We'll re-purpose the files generated for Fluentd in our Universal Forwarder configuration.

Define RBAC resources

The teleport-event-handler configure command generated a file called teleport-event-handler-role.yaml. This file defines a teleport-event-handler role and a user with read-only access to the event API:

kind: role
metadata:
  name: teleport-event-handler
spec:
  allow:
    rules:
      - resources: ['event', 'session']
        verbs: ['list','read']
version: v5
---
kind: user
metadata:
  name: teleport-event-handler
spec:
  roles: ['teleport-event-handler']
version: v2

Move this file to your workstation (or recreate it by pasting the snippet above) and use tctl on your workstation to create the role and the user:

tctl create -f teleport-event-handler-role.yaml

user "teleport-event-handler" has been created

role 'teleport-event-handler' has been created

Enable impersonation of the Teleport Event Handler plugin user

In order for the Event Handler plugin to forward events from your Teleport cluster, it needs signed credentials from the cluster's certificate authority. The teleport-event-handler user cannot request this itself, and requires another user to impersonate this account in order to request credentials.

Create a role that enables your user to impersonate the teleport-event-handler user. First, paste the following YAML document into a file called teleport-event-handler-impersonator.yaml:

kind: role
version: v5
metadata:
  name: teleport-event-handler-impersonator
spec:
  options:
    # max_session_ttl defines the TTL (time to live) of SSH certificates
    # issued to the users with this role.
    max_session_ttl: 10h

  # This section declares a list of resource/verb combinations that are
  # allowed for the users of this role. By default nothing is allowed.
  allow:
    impersonate:
      users: ["teleport-event-handler"]
      roles: ["teleport-event-handler"]

Next, create the role:

tctl create teleport-event-handler-impersonator.yaml

If you are using Machine ID to provide short-lived credentials to the Event Handler, add this role to the Machine ID bot user. Otherwise, add this role to the user that generates signed credentials for the Event Handler:

Assign the teleport-event-handler-impersonator role to your Teleport user by running the appropriate commands for your authentication provider:

  1. Retrieve your local user's roles as a comma-separated list:

    ROLES=$(tsh status -f json | jq -r '.active.roles | join(",")')
  2. Edit your local user to add the new role:

    tctl users update $(tsh status -f json | jq -r '.active.username') \ --set-roles "${ROLES?},teleport-event-handler-impersonator"
  3. Sign out of the Teleport cluster and sign in again to assume the new role.

  1. Retrieve your github authentication connector:

    tctl get github/github --with-secrets > github.yaml

    Note that the --with-secrets flag adds the value of spec.signing_key_pair.private_key to the github.yaml file. Because this key contains a sensitive value, you should remove the github.yaml file immediately after updating the resource.

  2. Edit github.yaml, adding teleport-event-handler-impersonator to the teams_to_roles section.

* [Given request 1]: Count the lines of the records that contain the string "dark", matching case exactly, and give only that number.
The records have nothing to do with the Teleport setup guide.

* [Dataset content]:
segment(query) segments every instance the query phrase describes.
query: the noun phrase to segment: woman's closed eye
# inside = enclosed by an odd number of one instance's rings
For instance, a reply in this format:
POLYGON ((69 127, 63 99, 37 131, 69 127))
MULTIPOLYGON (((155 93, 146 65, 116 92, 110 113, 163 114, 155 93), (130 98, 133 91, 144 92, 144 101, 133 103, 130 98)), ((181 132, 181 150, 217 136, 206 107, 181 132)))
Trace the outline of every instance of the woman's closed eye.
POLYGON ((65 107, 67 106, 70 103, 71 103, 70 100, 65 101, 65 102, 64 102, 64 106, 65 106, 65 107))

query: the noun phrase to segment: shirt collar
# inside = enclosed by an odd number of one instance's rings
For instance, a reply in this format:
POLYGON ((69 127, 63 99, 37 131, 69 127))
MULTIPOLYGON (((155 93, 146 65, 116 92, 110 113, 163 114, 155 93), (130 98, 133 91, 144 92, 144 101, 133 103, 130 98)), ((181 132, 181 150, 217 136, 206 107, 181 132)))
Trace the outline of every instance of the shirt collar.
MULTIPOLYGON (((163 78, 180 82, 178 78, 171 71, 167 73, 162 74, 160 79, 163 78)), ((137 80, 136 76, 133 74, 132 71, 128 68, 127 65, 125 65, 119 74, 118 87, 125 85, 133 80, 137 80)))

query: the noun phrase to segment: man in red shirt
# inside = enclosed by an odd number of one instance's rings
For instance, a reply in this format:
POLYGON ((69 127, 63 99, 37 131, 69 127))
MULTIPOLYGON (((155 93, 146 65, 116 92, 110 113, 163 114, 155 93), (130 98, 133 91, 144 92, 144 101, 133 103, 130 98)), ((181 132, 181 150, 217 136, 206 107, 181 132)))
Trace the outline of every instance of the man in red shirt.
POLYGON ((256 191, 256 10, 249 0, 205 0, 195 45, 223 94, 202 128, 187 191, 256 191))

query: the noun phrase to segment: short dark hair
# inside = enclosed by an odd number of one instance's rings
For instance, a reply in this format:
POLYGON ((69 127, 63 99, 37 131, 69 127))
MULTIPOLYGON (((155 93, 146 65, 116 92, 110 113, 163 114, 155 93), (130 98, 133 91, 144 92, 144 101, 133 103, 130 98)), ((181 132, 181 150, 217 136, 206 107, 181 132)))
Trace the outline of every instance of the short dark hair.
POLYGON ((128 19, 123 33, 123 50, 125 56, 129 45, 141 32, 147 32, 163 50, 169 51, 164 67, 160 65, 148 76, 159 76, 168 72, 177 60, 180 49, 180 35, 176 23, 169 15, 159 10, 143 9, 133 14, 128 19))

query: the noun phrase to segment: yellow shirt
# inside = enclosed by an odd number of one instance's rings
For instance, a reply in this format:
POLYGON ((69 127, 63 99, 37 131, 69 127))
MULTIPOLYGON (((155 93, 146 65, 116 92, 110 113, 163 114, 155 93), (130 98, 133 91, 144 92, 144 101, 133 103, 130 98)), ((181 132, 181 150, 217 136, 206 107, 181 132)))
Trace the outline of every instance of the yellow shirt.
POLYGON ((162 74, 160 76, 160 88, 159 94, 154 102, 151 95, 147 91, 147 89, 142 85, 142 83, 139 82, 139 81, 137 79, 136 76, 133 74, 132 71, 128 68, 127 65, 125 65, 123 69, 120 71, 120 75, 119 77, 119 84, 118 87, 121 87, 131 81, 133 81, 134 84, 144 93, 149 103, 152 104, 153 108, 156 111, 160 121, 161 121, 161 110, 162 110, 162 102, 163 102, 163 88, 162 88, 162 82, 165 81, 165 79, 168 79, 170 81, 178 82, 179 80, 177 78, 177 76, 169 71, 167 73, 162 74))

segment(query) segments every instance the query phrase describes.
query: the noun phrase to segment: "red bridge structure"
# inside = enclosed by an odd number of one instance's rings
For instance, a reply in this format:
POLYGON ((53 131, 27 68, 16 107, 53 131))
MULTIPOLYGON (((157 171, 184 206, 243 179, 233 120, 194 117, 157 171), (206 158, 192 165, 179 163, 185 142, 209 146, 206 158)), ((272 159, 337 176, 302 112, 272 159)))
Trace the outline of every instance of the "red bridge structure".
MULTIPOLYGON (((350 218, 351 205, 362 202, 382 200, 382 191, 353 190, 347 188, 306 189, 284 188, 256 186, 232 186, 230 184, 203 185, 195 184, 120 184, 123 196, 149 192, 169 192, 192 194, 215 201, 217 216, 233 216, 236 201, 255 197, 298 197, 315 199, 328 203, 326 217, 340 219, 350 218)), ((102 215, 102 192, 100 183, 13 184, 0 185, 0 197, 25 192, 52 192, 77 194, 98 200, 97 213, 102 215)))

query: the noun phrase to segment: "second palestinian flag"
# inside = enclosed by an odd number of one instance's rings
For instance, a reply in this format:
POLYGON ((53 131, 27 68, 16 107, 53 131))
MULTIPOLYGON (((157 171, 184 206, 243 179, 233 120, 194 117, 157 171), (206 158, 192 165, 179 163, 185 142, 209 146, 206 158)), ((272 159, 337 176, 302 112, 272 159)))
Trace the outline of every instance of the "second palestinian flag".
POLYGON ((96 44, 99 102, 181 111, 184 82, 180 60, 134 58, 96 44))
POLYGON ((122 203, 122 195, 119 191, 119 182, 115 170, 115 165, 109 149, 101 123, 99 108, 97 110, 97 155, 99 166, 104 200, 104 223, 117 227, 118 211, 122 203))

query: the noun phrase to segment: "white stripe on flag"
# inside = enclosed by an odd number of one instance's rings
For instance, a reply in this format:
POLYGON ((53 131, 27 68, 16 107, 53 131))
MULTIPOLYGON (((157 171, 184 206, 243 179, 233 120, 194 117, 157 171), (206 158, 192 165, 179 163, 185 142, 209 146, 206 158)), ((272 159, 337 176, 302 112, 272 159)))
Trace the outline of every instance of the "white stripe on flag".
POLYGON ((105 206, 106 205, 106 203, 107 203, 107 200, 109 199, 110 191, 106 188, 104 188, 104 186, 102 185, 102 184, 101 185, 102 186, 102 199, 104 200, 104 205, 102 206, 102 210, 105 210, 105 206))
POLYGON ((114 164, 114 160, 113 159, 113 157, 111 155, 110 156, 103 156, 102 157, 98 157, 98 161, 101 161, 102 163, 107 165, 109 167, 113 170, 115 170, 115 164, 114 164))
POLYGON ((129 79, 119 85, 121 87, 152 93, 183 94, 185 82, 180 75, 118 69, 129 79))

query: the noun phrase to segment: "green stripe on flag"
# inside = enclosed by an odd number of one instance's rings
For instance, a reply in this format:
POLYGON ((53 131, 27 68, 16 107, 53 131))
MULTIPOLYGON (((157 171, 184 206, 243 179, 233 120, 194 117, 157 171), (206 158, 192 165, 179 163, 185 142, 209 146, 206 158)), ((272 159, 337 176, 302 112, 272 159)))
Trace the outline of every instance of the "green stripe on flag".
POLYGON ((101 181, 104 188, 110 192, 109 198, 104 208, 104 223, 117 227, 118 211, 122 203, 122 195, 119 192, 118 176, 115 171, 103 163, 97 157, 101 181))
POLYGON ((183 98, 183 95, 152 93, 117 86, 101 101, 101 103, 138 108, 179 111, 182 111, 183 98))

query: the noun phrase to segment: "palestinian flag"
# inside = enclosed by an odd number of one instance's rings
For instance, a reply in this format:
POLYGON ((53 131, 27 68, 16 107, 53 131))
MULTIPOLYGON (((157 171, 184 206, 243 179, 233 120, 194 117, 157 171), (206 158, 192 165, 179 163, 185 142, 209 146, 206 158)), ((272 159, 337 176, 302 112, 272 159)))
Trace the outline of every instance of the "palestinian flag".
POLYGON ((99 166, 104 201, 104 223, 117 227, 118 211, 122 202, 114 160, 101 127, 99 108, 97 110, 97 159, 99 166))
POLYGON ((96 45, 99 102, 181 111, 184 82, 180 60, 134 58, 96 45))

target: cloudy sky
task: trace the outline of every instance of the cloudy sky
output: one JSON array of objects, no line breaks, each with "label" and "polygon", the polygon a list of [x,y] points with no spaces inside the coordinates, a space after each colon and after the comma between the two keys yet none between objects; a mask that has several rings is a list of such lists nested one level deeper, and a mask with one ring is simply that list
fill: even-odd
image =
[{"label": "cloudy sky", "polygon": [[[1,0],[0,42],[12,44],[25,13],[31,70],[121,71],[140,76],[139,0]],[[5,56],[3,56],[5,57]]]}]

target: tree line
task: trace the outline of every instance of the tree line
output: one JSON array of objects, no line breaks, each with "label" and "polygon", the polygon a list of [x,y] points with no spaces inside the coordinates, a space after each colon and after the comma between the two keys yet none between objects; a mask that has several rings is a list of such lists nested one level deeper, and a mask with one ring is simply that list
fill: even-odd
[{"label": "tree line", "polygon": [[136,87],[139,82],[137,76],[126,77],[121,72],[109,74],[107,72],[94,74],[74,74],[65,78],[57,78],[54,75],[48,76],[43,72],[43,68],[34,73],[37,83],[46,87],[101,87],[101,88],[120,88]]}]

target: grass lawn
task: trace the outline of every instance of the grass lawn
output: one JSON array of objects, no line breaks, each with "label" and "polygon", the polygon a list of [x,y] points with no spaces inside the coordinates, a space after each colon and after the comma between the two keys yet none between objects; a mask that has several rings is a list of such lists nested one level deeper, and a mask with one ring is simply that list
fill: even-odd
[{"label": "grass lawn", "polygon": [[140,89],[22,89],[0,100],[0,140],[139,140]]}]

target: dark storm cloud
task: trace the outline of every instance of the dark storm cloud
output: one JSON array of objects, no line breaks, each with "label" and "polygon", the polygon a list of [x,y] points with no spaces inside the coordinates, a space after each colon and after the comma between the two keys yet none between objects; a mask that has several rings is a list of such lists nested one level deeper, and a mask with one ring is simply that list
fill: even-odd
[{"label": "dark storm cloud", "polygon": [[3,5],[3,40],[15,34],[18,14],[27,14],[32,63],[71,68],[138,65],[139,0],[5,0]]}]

* [Given request 2]: Copy word for word the part of the Teleport setup guide between "Assign the teleport-event-handler-impersonator" and "the new role.", inclusive.

* [Exercise result 1]: 5

* [Exercise result 2]:
Assign the teleport-event-handler-impersonator role to your Teleport user by running the appropriate commands for your authentication provider:

  1. Retrieve your local user's roles as a comma-separated list:

    ROLES=$(tsh status -f json | jq -r '.active.roles | join(",")')
  2. Edit your local user to add the new role:

    tctl users update $(tsh status -f json | jq -r '.active.username') \ --set-roles "${ROLES?},teleport-event-handler-impersonator"
  3. Sign out of the Teleport cluster and sign in again to assume the new role.